**Goal**. Rewrite everything from the line containing "with red hair?" down to the line containing "M 82 125 L 134", replacing "woman" with "girl" and leaving all else unchanged.

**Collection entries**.
--- Begin ---

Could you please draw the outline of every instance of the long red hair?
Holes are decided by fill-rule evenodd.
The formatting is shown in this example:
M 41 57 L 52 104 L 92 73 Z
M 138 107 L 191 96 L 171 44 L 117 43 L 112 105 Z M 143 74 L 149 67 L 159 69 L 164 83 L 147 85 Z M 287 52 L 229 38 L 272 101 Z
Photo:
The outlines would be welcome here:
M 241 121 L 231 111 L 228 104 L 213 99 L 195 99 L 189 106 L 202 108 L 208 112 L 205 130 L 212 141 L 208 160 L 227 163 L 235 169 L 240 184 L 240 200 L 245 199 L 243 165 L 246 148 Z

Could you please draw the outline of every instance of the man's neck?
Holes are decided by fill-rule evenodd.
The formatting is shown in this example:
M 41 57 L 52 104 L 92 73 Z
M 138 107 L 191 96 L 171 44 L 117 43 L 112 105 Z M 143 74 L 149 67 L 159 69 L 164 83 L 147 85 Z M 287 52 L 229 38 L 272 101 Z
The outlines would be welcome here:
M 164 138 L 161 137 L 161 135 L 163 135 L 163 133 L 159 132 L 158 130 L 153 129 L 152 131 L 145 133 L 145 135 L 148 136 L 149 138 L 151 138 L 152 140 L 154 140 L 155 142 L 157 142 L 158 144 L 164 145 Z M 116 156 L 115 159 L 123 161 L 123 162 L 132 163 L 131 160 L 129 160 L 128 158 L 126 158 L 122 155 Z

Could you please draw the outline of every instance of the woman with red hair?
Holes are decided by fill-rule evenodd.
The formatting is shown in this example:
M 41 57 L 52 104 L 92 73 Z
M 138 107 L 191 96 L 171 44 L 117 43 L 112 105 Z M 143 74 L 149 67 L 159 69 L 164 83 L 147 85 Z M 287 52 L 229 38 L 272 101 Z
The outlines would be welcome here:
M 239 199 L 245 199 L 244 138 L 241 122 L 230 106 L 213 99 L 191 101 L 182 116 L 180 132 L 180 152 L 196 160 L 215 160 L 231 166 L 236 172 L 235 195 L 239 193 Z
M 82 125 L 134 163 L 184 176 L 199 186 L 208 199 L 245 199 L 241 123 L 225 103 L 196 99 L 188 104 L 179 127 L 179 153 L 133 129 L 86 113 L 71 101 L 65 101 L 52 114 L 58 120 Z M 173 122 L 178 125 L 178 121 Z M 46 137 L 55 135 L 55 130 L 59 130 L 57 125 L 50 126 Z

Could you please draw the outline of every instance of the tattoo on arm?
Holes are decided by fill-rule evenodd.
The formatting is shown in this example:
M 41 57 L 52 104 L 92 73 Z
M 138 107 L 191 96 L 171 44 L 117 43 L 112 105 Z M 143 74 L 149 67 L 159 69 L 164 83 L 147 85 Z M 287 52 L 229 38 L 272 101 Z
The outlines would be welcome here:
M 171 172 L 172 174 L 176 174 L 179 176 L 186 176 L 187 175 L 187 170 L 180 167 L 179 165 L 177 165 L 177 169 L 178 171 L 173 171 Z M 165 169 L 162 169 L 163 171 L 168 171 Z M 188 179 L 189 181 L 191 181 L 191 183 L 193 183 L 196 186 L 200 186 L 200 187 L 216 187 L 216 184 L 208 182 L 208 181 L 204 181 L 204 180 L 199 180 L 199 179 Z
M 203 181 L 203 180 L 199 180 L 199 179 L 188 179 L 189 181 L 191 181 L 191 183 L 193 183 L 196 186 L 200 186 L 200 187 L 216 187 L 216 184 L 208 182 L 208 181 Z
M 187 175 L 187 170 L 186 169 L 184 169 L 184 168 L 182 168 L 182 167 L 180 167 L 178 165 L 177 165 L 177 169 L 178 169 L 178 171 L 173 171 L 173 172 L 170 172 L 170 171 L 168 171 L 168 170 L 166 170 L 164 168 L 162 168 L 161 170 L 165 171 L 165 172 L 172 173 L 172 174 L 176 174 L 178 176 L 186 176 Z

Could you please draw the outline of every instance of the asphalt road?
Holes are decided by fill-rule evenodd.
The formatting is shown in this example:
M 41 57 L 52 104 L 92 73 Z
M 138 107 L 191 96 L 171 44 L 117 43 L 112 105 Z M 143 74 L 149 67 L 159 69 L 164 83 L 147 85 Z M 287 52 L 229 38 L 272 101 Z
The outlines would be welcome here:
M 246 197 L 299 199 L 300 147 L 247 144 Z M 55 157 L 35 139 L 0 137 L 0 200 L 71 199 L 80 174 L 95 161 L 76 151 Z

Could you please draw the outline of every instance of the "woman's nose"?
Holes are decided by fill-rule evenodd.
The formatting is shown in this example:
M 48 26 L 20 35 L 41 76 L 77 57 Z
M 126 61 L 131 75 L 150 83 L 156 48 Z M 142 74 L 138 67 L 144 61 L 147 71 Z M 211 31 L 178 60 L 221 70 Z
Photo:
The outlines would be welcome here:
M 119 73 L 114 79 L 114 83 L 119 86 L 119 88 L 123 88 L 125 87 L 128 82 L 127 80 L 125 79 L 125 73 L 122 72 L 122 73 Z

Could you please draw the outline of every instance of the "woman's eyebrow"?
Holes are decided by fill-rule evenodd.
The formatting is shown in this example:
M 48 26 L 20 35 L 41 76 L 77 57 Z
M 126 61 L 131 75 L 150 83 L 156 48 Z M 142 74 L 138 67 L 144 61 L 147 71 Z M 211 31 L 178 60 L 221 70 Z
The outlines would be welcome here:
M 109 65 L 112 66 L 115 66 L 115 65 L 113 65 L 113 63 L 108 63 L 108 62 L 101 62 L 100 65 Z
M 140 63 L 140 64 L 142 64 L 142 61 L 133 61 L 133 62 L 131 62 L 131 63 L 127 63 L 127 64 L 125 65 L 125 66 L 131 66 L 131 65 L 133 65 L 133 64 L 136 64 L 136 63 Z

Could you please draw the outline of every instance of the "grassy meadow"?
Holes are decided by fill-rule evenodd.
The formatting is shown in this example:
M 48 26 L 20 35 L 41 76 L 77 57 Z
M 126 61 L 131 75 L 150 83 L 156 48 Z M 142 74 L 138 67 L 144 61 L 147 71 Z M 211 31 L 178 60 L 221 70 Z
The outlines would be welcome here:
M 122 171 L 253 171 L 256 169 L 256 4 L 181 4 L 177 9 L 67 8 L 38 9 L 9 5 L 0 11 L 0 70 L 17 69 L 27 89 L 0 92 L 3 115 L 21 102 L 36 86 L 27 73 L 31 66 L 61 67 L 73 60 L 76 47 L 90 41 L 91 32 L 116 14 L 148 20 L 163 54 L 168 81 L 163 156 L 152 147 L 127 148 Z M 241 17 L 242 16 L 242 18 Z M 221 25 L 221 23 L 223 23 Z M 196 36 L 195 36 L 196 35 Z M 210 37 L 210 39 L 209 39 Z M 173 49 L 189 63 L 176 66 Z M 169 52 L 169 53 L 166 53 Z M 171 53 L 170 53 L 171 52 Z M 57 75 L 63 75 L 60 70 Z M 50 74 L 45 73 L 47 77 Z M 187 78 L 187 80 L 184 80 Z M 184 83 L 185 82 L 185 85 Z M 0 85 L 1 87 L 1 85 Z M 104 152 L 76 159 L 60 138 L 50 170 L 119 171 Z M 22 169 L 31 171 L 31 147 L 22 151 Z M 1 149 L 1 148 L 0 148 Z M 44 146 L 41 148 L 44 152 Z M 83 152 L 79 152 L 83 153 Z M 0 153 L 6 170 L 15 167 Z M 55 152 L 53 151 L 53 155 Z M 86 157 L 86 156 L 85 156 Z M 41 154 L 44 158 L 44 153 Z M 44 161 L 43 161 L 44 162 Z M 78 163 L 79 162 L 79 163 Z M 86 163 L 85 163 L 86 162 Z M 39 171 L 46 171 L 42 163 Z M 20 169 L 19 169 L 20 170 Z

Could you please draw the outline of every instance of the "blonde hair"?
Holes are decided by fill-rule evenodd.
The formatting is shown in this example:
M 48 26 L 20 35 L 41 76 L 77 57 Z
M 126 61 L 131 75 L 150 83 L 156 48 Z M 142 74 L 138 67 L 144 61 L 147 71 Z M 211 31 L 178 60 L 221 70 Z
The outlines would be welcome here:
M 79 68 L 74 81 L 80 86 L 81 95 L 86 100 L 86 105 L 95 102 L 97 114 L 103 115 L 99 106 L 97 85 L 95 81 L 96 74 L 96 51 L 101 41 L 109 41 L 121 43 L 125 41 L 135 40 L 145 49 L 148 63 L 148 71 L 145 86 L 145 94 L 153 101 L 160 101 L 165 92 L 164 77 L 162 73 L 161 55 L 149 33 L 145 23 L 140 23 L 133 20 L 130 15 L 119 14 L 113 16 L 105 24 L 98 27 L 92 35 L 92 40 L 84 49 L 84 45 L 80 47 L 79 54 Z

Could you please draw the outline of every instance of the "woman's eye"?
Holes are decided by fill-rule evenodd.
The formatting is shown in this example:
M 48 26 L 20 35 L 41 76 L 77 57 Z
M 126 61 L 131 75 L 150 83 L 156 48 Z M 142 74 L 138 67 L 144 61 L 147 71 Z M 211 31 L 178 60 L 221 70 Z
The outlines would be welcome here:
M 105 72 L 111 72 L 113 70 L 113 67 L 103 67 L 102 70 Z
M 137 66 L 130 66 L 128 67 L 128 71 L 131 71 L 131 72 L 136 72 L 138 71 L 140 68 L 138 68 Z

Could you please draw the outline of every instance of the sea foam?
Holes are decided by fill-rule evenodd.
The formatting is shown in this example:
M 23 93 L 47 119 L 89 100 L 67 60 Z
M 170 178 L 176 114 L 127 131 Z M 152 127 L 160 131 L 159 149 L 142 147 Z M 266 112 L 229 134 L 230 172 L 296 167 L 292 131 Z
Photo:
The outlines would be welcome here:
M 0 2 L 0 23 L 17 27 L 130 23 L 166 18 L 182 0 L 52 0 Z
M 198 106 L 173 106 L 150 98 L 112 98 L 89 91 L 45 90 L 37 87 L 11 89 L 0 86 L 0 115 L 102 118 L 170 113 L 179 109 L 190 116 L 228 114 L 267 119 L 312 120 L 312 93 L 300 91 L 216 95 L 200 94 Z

--- End ---

**Answer**.
Could you please draw the outline of every instance of the girl with red hair?
Holes are decided by fill-rule evenodd.
The formatting is shown in this example:
M 41 57 L 52 104 L 92 73 Z
M 138 107 L 191 96 L 171 44 L 117 43 L 112 105 Z M 143 74 L 149 67 L 159 69 L 164 83 L 147 85 Z M 287 52 L 229 38 L 272 101 Z
The outlines would be welcome here:
M 239 199 L 245 199 L 244 138 L 241 122 L 230 106 L 213 99 L 191 101 L 182 116 L 180 132 L 180 152 L 196 160 L 215 160 L 231 166 L 236 172 L 235 195 L 239 193 Z
M 82 125 L 134 163 L 184 176 L 199 186 L 208 199 L 245 199 L 241 123 L 225 103 L 196 99 L 188 104 L 179 127 L 179 153 L 133 129 L 86 113 L 71 101 L 65 101 L 52 114 L 58 120 Z M 173 122 L 178 125 L 178 121 Z M 46 137 L 55 135 L 55 130 L 59 130 L 57 125 L 50 126 Z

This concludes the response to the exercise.